Estas huellas espectrales, las
fotografías, constituyen la presencia
vicaria de los parientes dispersos. El
álbum familiar se compone generalmente
de la familia extendida, y a menudo es
lo único que ha quedado de ella.
Si las fotografías permiten la
posesión imaginaria de un pasado irreal,
también ayudan a tomar posesión de un
espacio donde la gente está insegura.
Así, la fotografía se desarrolla en
conjunción con una de las actividades
modernas más características: el
turismo. Por primera vez en la historia,
grupos numerosos de gente abandonan sus
entornos habituales por breves períodos.

------------------------------------------------

- INSTRUCCIONES
Copia entero el texto citado, sin cambiar ni una palabra.

- DATOS REGISTRADOS
------------------------------------------------

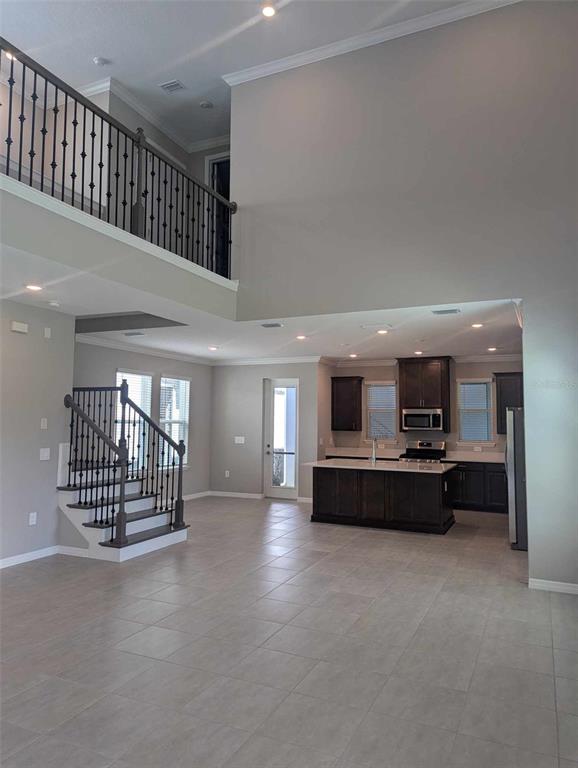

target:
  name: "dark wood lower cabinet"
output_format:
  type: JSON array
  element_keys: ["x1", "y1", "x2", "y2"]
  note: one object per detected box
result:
[
  {"x1": 311, "y1": 467, "x2": 454, "y2": 533},
  {"x1": 448, "y1": 462, "x2": 508, "y2": 513}
]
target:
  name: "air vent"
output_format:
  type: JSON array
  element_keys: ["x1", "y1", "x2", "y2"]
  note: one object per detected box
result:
[
  {"x1": 159, "y1": 80, "x2": 185, "y2": 93},
  {"x1": 432, "y1": 309, "x2": 462, "y2": 315}
]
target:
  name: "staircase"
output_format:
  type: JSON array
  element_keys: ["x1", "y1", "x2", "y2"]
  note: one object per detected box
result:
[{"x1": 57, "y1": 380, "x2": 188, "y2": 562}]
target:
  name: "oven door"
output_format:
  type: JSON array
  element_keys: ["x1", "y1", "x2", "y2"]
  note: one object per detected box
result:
[{"x1": 402, "y1": 408, "x2": 443, "y2": 432}]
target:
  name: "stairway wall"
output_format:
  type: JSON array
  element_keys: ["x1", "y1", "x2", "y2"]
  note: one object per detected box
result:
[{"x1": 0, "y1": 301, "x2": 74, "y2": 559}]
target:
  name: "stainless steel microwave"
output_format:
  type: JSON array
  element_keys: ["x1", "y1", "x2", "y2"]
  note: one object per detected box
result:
[{"x1": 401, "y1": 408, "x2": 444, "y2": 432}]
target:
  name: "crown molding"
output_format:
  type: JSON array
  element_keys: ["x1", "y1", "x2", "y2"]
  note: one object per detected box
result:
[
  {"x1": 186, "y1": 133, "x2": 231, "y2": 152},
  {"x1": 212, "y1": 355, "x2": 321, "y2": 367},
  {"x1": 75, "y1": 333, "x2": 214, "y2": 365},
  {"x1": 327, "y1": 359, "x2": 397, "y2": 368},
  {"x1": 454, "y1": 352, "x2": 522, "y2": 363},
  {"x1": 223, "y1": 0, "x2": 521, "y2": 86}
]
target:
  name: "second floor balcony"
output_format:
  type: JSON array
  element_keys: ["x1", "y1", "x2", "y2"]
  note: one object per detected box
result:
[{"x1": 0, "y1": 38, "x2": 237, "y2": 278}]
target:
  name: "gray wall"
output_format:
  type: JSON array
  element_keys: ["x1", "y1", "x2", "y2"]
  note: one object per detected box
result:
[
  {"x1": 0, "y1": 301, "x2": 74, "y2": 558},
  {"x1": 189, "y1": 144, "x2": 229, "y2": 183},
  {"x1": 211, "y1": 363, "x2": 318, "y2": 497},
  {"x1": 74, "y1": 343, "x2": 212, "y2": 495},
  {"x1": 231, "y1": 2, "x2": 578, "y2": 584}
]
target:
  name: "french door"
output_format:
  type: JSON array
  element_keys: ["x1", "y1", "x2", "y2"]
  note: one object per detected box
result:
[{"x1": 263, "y1": 379, "x2": 299, "y2": 499}]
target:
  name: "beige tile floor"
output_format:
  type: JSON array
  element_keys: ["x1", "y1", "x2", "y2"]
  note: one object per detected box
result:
[{"x1": 1, "y1": 498, "x2": 578, "y2": 768}]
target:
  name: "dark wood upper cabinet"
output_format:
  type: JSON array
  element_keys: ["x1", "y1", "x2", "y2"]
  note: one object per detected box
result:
[
  {"x1": 399, "y1": 357, "x2": 450, "y2": 432},
  {"x1": 331, "y1": 376, "x2": 363, "y2": 432},
  {"x1": 494, "y1": 372, "x2": 524, "y2": 435}
]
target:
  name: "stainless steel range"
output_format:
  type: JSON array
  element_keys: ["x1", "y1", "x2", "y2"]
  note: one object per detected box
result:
[{"x1": 399, "y1": 440, "x2": 446, "y2": 464}]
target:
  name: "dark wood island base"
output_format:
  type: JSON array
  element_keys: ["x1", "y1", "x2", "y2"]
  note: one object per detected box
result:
[{"x1": 311, "y1": 461, "x2": 455, "y2": 534}]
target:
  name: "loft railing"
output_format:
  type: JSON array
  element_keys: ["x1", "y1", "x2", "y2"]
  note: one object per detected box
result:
[
  {"x1": 0, "y1": 37, "x2": 237, "y2": 277},
  {"x1": 62, "y1": 380, "x2": 185, "y2": 547}
]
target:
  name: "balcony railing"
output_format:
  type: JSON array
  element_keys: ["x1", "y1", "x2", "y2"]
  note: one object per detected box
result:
[{"x1": 0, "y1": 37, "x2": 237, "y2": 277}]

------------------------------------------------

- RESPUESTA COMPLETA
Estas huellas espectrales, las
fotografías, constituyen la presencia
vicaria de los parientes dispersos. El
álbum familiar se compone generalmente
de la familia extendida, y a menudo es
lo único que ha quedado de ella.
Si las fotografías permiten la
posesión imaginaria de un pasado irreal,
también ayudan a tomar posesión de un
espacio donde la gente está insegura.
Así, la fotografía se desarrolla en
conjunción con una de las actividades
modernas más características: el
turismo. Por primera vez en la historia,
grupos numerosos de gente abandonan sus
entornos habituales por breves períodos.